Records from a data collection:
#####
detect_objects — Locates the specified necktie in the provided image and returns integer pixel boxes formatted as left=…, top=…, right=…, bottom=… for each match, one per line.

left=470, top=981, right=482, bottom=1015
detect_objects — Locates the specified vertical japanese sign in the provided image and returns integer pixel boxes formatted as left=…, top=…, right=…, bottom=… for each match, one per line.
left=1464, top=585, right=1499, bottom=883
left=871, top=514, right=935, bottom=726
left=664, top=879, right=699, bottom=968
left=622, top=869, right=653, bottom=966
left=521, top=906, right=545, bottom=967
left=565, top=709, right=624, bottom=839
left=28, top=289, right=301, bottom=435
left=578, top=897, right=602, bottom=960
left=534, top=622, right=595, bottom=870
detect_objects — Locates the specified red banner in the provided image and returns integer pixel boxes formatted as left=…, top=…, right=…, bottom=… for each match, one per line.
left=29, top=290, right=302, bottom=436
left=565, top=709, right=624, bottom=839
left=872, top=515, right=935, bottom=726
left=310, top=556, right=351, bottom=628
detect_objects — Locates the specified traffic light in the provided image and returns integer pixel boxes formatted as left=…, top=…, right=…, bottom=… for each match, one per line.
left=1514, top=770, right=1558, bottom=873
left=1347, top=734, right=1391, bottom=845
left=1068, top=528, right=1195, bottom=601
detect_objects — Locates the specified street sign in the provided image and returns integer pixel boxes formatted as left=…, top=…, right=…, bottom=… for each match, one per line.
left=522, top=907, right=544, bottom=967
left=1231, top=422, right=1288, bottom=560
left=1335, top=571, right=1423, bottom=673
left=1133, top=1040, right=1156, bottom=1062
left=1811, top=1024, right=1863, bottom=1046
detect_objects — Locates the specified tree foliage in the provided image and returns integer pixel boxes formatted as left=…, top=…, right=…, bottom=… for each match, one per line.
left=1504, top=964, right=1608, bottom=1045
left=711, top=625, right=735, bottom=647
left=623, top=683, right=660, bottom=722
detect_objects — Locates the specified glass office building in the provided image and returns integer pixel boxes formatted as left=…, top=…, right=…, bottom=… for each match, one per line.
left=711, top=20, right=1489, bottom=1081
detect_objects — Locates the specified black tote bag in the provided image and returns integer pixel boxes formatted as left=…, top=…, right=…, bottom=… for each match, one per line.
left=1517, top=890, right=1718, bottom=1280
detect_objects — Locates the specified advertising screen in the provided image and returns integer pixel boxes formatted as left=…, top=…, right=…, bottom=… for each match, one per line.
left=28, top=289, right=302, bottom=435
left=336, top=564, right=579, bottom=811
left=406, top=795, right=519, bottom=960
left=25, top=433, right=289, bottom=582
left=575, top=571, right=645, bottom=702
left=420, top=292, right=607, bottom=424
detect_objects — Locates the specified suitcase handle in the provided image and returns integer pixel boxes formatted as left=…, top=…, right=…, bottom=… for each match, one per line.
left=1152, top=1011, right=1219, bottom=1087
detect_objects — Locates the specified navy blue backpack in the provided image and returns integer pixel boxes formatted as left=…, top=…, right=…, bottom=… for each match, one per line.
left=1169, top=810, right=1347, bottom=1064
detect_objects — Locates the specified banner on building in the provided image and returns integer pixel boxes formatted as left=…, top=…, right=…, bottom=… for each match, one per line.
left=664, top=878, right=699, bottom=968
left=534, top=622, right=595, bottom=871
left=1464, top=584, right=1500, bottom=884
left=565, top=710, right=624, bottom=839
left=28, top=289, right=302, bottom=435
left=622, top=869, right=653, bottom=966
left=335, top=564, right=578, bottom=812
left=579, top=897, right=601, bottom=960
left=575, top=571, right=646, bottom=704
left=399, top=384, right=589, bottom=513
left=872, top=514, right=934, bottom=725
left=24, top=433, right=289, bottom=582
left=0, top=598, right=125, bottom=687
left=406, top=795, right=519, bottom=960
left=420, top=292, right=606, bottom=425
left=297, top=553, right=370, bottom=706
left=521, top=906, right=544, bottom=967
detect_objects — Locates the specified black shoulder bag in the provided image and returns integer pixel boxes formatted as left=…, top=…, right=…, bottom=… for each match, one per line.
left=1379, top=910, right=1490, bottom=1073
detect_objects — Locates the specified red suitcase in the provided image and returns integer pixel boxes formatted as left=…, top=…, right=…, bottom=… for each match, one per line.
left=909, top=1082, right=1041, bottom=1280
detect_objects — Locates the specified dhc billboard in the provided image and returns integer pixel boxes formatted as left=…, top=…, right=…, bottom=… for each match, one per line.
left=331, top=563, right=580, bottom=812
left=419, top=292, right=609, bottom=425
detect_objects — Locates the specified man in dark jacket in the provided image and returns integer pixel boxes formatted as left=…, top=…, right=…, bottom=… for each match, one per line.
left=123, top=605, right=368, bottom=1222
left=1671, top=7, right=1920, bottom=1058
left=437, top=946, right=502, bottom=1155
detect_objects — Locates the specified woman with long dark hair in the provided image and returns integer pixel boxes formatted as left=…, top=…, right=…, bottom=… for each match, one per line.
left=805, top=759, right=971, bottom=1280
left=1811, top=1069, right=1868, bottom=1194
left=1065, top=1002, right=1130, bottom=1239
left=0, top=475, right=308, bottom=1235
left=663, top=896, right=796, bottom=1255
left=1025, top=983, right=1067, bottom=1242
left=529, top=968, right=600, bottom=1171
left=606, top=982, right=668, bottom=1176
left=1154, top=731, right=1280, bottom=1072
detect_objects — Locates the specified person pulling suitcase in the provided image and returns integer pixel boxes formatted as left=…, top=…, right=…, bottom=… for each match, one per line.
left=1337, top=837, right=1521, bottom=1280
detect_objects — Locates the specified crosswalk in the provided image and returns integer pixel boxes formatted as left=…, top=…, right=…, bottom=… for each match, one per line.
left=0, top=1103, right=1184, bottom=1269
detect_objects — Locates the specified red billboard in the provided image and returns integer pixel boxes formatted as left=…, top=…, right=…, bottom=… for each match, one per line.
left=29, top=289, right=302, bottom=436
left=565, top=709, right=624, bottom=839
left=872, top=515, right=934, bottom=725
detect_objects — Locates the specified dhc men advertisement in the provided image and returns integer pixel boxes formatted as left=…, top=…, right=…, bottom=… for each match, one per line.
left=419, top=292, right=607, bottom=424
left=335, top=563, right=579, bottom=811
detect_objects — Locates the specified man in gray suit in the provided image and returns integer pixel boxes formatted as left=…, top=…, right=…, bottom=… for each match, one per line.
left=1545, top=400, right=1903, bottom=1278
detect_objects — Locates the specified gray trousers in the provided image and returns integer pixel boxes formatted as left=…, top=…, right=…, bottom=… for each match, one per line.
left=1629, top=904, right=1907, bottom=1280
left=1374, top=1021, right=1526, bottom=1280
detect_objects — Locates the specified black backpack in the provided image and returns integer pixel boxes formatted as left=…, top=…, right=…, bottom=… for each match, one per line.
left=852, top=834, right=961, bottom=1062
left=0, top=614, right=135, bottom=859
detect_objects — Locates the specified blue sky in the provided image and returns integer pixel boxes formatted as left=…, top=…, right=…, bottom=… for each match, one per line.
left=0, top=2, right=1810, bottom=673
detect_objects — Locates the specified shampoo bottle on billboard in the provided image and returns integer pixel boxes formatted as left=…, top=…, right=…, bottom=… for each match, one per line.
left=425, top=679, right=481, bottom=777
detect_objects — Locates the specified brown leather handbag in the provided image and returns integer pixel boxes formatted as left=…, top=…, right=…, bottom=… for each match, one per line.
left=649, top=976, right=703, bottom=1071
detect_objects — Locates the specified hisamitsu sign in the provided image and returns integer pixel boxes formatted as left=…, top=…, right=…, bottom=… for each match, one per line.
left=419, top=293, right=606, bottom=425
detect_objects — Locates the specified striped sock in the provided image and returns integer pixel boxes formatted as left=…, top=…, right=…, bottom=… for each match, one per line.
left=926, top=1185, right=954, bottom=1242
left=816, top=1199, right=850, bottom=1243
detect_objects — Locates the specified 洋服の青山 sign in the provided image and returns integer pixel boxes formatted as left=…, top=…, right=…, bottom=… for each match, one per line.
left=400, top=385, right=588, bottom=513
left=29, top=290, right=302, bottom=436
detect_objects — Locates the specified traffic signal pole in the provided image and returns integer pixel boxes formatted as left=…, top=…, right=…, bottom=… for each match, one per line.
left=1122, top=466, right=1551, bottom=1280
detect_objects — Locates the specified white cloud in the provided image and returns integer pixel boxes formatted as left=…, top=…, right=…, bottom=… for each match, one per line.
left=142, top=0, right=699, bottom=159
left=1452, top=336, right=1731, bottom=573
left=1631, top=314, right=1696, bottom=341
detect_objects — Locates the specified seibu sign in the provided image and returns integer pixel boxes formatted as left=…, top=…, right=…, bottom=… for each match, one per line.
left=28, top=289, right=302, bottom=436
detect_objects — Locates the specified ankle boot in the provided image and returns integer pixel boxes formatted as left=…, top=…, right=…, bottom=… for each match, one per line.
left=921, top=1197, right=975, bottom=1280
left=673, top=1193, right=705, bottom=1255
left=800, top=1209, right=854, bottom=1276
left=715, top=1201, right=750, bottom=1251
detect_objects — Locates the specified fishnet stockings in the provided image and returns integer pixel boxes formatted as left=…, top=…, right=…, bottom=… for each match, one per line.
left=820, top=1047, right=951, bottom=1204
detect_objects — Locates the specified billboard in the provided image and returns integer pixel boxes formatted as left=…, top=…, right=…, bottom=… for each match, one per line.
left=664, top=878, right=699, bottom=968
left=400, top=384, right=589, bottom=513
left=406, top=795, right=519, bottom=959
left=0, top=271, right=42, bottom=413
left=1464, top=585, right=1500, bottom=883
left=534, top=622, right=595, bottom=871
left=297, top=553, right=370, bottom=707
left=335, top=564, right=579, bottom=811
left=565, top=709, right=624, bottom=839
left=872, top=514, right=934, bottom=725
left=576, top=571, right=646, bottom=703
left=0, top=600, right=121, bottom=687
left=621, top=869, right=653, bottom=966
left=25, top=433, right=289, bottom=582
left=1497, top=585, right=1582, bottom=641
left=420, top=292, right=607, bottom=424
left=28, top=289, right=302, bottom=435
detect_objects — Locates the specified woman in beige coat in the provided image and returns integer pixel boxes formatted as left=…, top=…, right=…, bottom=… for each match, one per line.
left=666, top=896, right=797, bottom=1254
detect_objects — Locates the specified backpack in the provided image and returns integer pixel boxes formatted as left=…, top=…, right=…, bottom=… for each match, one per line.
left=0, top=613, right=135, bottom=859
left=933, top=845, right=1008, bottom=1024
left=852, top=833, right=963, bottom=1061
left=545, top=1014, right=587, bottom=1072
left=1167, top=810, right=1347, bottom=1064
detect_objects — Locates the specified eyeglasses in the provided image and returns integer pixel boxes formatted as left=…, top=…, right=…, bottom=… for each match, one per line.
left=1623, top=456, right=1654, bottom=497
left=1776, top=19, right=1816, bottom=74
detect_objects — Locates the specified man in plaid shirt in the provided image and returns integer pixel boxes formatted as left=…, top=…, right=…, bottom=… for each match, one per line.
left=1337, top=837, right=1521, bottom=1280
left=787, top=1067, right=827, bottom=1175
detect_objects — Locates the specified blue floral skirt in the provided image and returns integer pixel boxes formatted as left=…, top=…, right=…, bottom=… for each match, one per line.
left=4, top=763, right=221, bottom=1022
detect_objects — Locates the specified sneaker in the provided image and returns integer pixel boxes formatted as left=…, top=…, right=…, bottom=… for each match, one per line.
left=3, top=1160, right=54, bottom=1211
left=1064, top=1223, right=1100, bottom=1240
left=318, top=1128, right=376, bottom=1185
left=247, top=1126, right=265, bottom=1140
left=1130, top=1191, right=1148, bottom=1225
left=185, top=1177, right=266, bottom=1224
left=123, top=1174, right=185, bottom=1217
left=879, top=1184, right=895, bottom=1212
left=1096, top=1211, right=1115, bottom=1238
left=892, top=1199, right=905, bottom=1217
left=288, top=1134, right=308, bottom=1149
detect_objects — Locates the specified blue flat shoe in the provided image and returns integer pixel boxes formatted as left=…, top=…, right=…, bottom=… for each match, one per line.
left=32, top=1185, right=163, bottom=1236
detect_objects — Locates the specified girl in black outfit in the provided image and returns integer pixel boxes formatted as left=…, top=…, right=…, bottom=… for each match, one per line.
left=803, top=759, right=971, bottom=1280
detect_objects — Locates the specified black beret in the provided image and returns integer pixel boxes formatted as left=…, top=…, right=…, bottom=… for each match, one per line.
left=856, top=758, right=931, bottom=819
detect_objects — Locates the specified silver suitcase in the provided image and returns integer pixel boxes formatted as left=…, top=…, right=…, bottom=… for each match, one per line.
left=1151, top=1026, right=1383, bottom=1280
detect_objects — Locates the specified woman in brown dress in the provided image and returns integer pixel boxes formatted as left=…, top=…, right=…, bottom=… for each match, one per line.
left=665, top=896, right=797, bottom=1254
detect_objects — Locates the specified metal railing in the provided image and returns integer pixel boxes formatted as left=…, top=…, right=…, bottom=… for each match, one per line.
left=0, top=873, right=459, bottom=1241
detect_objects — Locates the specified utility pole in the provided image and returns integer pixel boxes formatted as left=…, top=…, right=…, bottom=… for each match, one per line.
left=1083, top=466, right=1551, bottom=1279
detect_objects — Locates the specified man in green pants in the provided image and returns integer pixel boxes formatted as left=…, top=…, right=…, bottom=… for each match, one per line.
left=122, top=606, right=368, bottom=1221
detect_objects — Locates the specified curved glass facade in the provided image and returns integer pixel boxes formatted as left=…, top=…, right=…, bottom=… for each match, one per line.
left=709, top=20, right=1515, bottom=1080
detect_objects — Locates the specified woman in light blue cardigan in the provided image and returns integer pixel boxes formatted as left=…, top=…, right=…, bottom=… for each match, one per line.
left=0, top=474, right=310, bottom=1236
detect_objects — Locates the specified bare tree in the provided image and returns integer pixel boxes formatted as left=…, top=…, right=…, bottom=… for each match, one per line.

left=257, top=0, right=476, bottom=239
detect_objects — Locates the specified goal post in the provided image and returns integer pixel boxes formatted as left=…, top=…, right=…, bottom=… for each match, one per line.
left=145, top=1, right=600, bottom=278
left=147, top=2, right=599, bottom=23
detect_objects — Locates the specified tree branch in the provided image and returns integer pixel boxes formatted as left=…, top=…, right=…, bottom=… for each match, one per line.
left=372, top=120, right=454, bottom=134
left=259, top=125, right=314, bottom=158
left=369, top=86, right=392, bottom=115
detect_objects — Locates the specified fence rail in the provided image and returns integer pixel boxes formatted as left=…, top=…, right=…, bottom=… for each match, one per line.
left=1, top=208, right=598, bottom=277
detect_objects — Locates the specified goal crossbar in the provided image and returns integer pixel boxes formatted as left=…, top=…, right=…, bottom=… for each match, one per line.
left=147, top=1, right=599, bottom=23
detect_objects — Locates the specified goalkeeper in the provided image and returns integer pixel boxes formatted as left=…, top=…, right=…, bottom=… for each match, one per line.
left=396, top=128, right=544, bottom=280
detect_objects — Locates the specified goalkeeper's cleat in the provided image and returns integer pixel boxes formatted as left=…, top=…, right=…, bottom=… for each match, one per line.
#####
Exercise directions:
Look above for the line containing "detect_objects — Locates the specified goal crossbar". From there to the final line of the entries, repeat every line exactly.

Response box:
detect_objects — Locates the specified goal crossbar in the provided image and returns integer pixel boxes formatted as left=…, top=…, right=…, bottom=… for each match, one per line.
left=147, top=1, right=599, bottom=23
detect_objects — Locates the specified goalkeeper in the provided image and returns integer pixel boxes formatted as left=…, top=…, right=…, bottom=… for each match, one per line.
left=396, top=128, right=544, bottom=280
detect_objects — Locates the specified goalkeeper's cleat in the provided image and returns integer pixel boxes formatted as left=…, top=…, right=…, bottom=… for each match, one per line.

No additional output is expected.